The narratives that Lyotard referred to when speaking of the end of grand narratives or metanarratives were above all fruits of modernity, a modernity that more specifically nurtured the narrative of the era of enlightenment as an age of reason.

However, they also, of course, include other metanarratives such as Christianity and Marxism. Together these metanarratives have provided a wide array of objective and universal explanations of the functioning of the world. Hence, the end of these metanarratives also signifies the end of believing in an unstoppable progress through reason, but also by means of using science or technology. The claim in Lyotard´s postmodern condition is that ‘[s]uch narratives follow a “teleological” movement towards a time of equality and justice: after the last judgement, the revolution or the scientific conquest of nature, injustice, unreason and evil will end’ (Bennett and Royle 282).

### [EXTRACTED ENTRIES]
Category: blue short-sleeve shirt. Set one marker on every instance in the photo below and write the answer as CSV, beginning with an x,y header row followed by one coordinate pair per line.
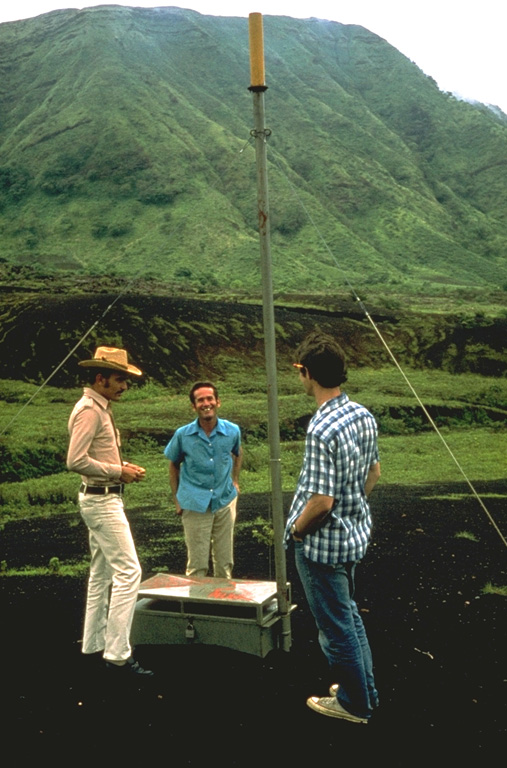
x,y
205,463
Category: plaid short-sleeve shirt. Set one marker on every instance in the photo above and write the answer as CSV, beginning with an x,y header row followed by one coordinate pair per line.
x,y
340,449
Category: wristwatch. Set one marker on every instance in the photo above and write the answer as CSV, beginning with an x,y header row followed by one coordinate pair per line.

--

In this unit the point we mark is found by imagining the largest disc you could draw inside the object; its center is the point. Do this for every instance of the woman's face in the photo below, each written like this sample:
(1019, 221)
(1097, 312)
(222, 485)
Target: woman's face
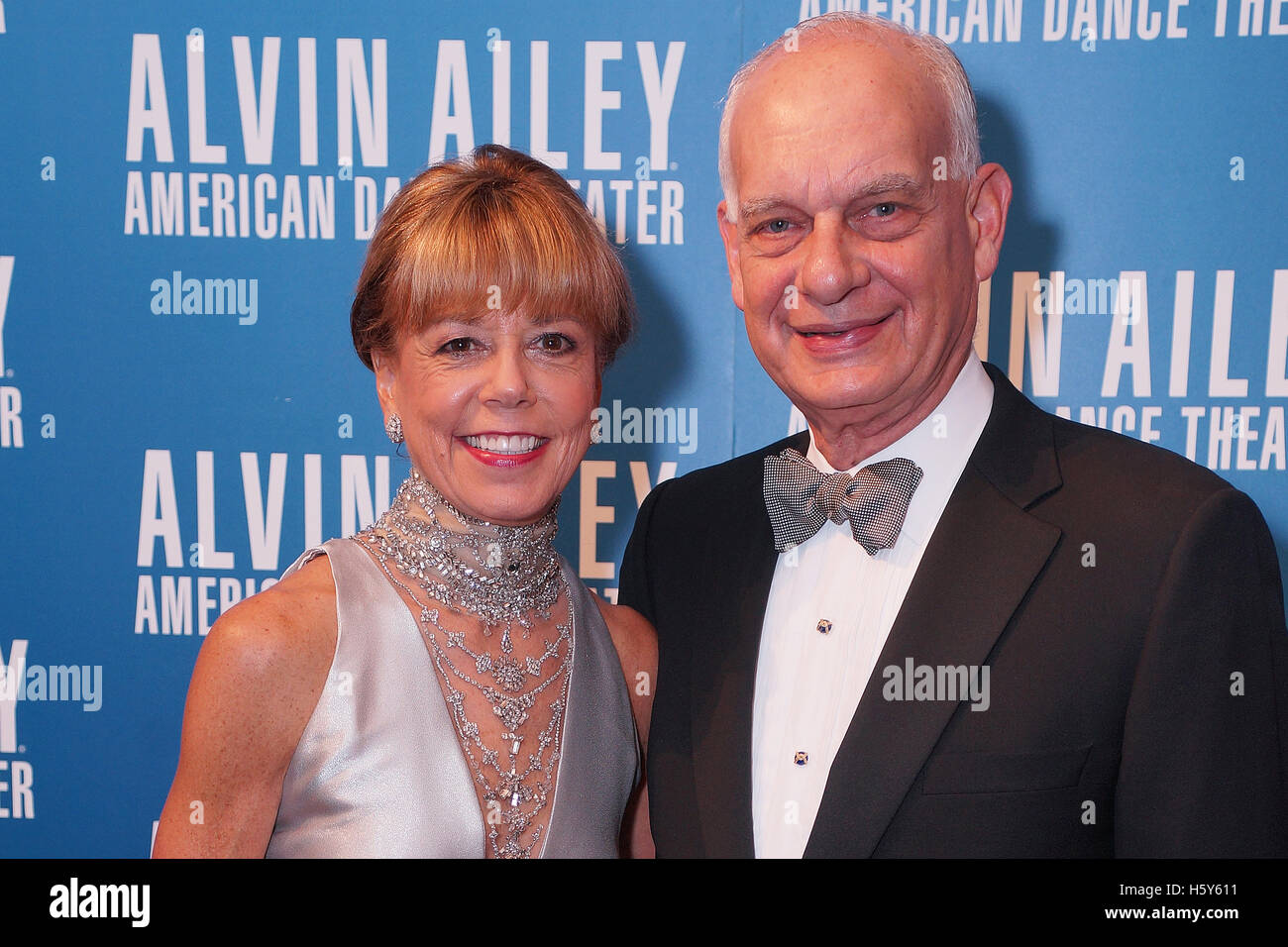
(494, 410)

==

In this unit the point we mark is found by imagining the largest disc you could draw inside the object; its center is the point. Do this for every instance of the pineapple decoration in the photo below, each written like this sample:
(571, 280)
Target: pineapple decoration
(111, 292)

### [WORK TO COMPLETE]
1 – Answer these questions from the passage on Lyotard's metanarratives:
(a) What narrative did modernity more specifically nurture?
(b) Which two other metanarratives does the passage name?
(c) According to the quoted claim, which three things will end?
2 – Does each statement agree with the passage on Lyotard's metanarratives? Answer yes or no and quote the words that decide it.
(a) The metanarratives offered objective and universal explanations of how the world works.
(b) The end of metanarratives leaves belief in progress through science or technology untouched.
(c) The narratives Lyotard referred to came above all from antiquity.

### [SOLVED TASKS]
1 –
(a) The narrative of the era of enlightenment as an age of reason.
(b) Christianity and Marxism.
(c) Injustice, unreason and evil.

2 –
(a) Yes: "Together these metanarratives have provided a wide array of objective and universal explanations of the functioning of the world."
(b) No: "the end of believing in an unstoppable progress through reason, but also by means of using science or technology"
(c) No: "were above all fruits of modernity"